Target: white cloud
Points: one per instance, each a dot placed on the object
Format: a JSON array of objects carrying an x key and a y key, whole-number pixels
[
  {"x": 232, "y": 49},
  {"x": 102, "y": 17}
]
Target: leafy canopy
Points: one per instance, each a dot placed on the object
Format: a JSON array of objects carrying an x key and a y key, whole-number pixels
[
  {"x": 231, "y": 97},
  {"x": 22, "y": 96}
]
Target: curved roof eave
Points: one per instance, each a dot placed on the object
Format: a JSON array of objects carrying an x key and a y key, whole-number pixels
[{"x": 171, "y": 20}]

:::

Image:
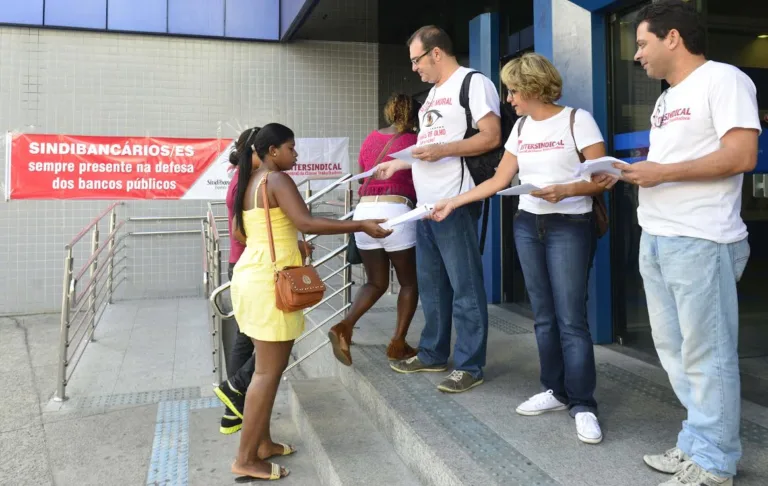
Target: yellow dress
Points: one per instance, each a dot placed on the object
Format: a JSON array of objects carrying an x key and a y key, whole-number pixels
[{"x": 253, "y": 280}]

:::

WHAT IS REQUIRED: Copy out every line in the entries above that contains the word "Target".

REPLY TO THE EXERCISE:
Target: white cloud
Target: leafy canopy
Target: curved roof eave
Target: yellow dress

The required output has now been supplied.